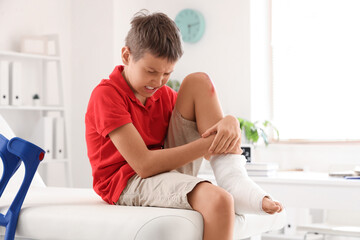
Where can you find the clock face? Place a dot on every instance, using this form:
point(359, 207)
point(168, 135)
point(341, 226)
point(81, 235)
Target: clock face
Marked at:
point(191, 24)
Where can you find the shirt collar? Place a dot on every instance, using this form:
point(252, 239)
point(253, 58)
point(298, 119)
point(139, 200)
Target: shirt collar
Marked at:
point(119, 80)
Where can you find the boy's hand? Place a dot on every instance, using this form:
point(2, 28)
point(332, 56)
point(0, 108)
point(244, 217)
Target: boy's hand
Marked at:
point(228, 136)
point(269, 206)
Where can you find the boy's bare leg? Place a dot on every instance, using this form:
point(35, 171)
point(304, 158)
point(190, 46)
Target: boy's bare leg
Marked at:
point(217, 208)
point(198, 101)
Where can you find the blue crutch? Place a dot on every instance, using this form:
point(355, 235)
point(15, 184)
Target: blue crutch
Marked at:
point(12, 153)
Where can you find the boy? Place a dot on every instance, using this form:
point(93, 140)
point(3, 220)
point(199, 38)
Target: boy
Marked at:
point(145, 142)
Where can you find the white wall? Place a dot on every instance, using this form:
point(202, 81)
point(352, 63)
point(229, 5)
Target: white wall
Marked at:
point(37, 17)
point(92, 49)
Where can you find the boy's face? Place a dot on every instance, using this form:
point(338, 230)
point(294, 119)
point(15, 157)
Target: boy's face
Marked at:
point(146, 75)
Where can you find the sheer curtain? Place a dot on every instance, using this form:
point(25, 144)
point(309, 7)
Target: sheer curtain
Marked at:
point(316, 68)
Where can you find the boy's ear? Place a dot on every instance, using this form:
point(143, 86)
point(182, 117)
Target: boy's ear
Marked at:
point(125, 55)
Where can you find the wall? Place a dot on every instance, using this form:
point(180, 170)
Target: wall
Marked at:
point(36, 17)
point(92, 32)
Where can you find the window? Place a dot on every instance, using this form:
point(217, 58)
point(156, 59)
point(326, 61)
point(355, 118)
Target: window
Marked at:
point(316, 69)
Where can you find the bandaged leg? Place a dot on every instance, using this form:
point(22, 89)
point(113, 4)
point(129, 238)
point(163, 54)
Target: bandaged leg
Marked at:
point(231, 175)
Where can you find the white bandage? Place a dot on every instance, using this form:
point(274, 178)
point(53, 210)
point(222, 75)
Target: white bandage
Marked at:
point(231, 175)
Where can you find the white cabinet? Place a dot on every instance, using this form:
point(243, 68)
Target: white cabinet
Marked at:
point(32, 102)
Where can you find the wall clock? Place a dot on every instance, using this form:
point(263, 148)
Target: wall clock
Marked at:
point(191, 24)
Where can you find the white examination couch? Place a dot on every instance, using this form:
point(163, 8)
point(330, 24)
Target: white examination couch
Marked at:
point(76, 214)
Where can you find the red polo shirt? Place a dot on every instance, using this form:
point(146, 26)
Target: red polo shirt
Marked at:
point(111, 105)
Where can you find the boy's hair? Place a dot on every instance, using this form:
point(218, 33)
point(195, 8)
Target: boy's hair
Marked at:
point(154, 33)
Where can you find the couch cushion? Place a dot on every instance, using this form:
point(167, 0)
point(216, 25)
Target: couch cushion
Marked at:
point(70, 213)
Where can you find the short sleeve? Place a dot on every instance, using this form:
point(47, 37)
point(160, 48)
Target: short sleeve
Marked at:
point(108, 110)
point(172, 95)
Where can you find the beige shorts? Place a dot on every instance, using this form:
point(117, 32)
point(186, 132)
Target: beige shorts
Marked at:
point(168, 189)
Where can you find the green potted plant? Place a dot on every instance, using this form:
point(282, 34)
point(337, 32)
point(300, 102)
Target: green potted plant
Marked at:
point(253, 131)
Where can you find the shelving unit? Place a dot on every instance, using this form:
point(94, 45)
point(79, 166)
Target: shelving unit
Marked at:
point(26, 118)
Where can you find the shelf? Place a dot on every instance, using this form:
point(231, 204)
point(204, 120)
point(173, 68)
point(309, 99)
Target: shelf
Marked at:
point(29, 56)
point(33, 108)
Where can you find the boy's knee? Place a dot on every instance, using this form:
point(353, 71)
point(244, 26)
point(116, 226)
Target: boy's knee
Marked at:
point(198, 81)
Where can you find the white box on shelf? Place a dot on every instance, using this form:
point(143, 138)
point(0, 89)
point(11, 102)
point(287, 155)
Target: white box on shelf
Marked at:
point(43, 44)
point(43, 136)
point(4, 82)
point(15, 86)
point(51, 88)
point(59, 138)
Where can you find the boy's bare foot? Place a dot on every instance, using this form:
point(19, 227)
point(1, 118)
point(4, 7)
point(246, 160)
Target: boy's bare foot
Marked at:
point(269, 206)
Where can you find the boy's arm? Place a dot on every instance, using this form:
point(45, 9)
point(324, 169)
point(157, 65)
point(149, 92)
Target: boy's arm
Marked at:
point(147, 162)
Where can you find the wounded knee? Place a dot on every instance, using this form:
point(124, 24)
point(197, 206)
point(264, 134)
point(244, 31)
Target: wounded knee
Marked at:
point(201, 81)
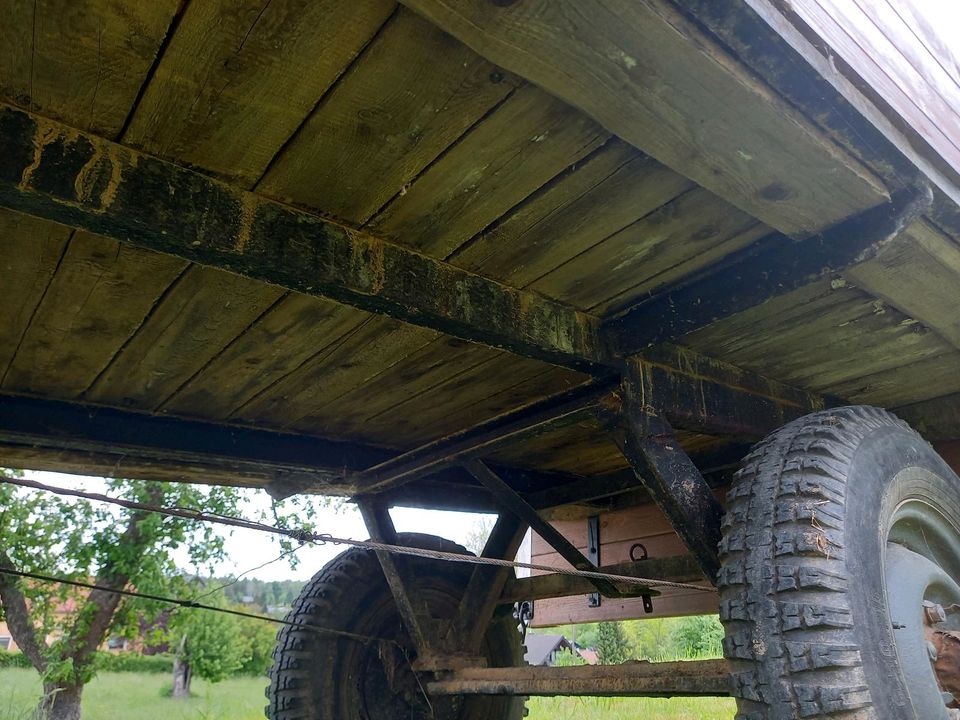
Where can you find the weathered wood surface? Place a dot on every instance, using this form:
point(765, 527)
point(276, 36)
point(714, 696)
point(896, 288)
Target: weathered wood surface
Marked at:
point(74, 178)
point(898, 56)
point(414, 93)
point(770, 268)
point(634, 679)
point(80, 61)
point(225, 55)
point(608, 60)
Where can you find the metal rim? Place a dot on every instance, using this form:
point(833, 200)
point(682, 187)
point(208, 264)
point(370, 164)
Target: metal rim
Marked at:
point(922, 578)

########################################

• _What is asked_:
Rewrite all of the items above, changing "Marked at" to "Located at" everywhere it appears and keeping everything else the same. Leave out the pictures.

• _Solution to the exercise_:
Where can you find the clock face? Place a dot on every instance, using this form:
point(359, 207)
point(168, 135)
point(341, 226)
point(81, 235)
Target: clock face
Located at:
point(191, 24)
Where can you find the shirt collar? Place a dot on every instance, using this form:
point(252, 239)
point(253, 58)
point(298, 119)
point(139, 200)
Target: shirt collar
Located at:
point(119, 80)
Where can you find the boy's hand? Place a dot on every instance, using this form:
point(2, 28)
point(332, 56)
point(0, 108)
point(244, 217)
Target: boy's hand
Located at:
point(228, 136)
point(269, 206)
Where can you find the boy's bare leg? Place a dot on every instance, using this form:
point(35, 171)
point(304, 158)
point(190, 46)
Target: boy's bare leg
Located at:
point(217, 208)
point(198, 101)
Where can you find the blue crutch? Place a dot on every instance, using this form:
point(355, 235)
point(15, 184)
Target: blue crutch
Located at:
point(12, 153)
Where can you find the boy? Place a dot on every instance, using this form:
point(93, 140)
point(3, 220)
point(199, 38)
Target: boy
Located at:
point(145, 142)
Where can you find the white wall? Place a dot on every instance, using this form:
point(202, 81)
point(352, 63)
point(229, 5)
Target: white wall
Located at:
point(37, 17)
point(92, 49)
Where can you find the boy's face? Place a dot on every instance, using this form:
point(338, 230)
point(294, 119)
point(15, 157)
Target: boy's face
Located at:
point(146, 75)
Where can you find the sheer curtain? Place a dot on every instance, using this form:
point(25, 144)
point(309, 7)
Target: sheer curtain
Located at:
point(316, 68)
Where can you find the boy's ear? Place a dot on every instance, using this form:
point(143, 86)
point(182, 117)
Target: boy's ear
Located at:
point(125, 55)
Where can you find the wall? Place a dot on every instance, using this form:
point(180, 170)
Target: wall
Located at:
point(36, 17)
point(92, 32)
Where can you find the window? Place a dot on every instance, using this form:
point(217, 58)
point(156, 59)
point(326, 61)
point(355, 118)
Target: window
Located at:
point(316, 69)
Where can you find the bandaged leg? Place a dot on every instance, using this form:
point(22, 89)
point(113, 4)
point(129, 238)
point(163, 54)
Target: bandaged leg
Located at:
point(231, 175)
Where can you find the white bandage? Place a dot on every instance, using this form:
point(274, 178)
point(53, 210)
point(222, 75)
Target: white bandage
Located at:
point(231, 175)
Where can you find the white cabinet? Place a dot on every instance, using this form:
point(243, 68)
Target: white cabinet
Located at:
point(32, 102)
Where can you find the wall clock? Place a dot on every instance, using this form:
point(263, 148)
Target: wall clock
Located at:
point(191, 24)
Where can you find the white examination couch? Place a dot on every instance, using this form:
point(163, 8)
point(330, 24)
Target: white examination couch
Located at:
point(76, 214)
Where can you find the red polo shirt? Place a dot on every instance, using this form:
point(146, 26)
Target: red polo shirt
Located at:
point(111, 105)
Where can you find the boy's hair? Place a dot on every instance, using this form:
point(218, 33)
point(195, 8)
Target: boy's hair
Located at:
point(154, 33)
Where can you find the couch cushion? Place a dot on every instance, using this form:
point(167, 0)
point(216, 25)
Target: couch cushion
Located at:
point(70, 213)
Where can you find the short sleeve? Place a dot on every instance, using this form:
point(47, 37)
point(160, 48)
Target: short sleeve
Located at:
point(108, 110)
point(172, 95)
Where can you find the beige shorts? Place a dot on every instance, using this form:
point(117, 32)
point(186, 132)
Target: beige shorts
Located at:
point(168, 189)
Where can you find the green potted plant? Place a dot on every instance, using this form:
point(282, 34)
point(337, 32)
point(300, 102)
Target: green potted plant
Located at:
point(253, 131)
Where can you find the shelving unit? Place a dot on every instance, using this form:
point(94, 45)
point(79, 166)
Target: shelving unit
Located at:
point(26, 118)
Where can you find the shelf? Place a dot on every instance, using this form:
point(231, 204)
point(204, 120)
point(173, 68)
point(309, 99)
Target: shelf
Located at:
point(29, 56)
point(33, 108)
Where can you find the boy's knee? Place a dot on every instance, using this form:
point(353, 71)
point(244, 26)
point(116, 226)
Target: boy's knee
Located at:
point(198, 81)
Where can you find the white box on shelf? Place a dot on every instance, using this form:
point(143, 138)
point(0, 89)
point(11, 102)
point(287, 155)
Target: white box on shelf
Located at:
point(43, 44)
point(43, 136)
point(4, 82)
point(15, 86)
point(51, 88)
point(59, 138)
Where can you find the boy's bare foot? Place a dot on every instance, using this form:
point(19, 227)
point(1, 118)
point(4, 7)
point(246, 160)
Target: boy's bare foot
Located at:
point(269, 206)
Where can you find the boy's arm? Place a dot on every instance, using this form:
point(45, 9)
point(324, 169)
point(157, 65)
point(149, 92)
Target: boy's arm
Located at:
point(147, 162)
Where can you find the wounded knee? Place a dot on every instance, using this form:
point(124, 24)
point(197, 206)
point(264, 134)
point(244, 31)
Target: wounded knee
Located at:
point(201, 81)
Where can you find the weathered wood surface? Place a dot on every instance, using this form:
point(765, 527)
point(276, 36)
point(714, 696)
point(896, 288)
Target: weathered wood surface
Located at:
point(74, 178)
point(898, 56)
point(414, 93)
point(770, 268)
point(634, 679)
point(80, 61)
point(225, 55)
point(608, 60)
Where can you find the metal rim? Place a dot on every instance, using this form:
point(833, 200)
point(682, 187)
point(208, 264)
point(370, 164)
Target: metal rim
Located at:
point(922, 578)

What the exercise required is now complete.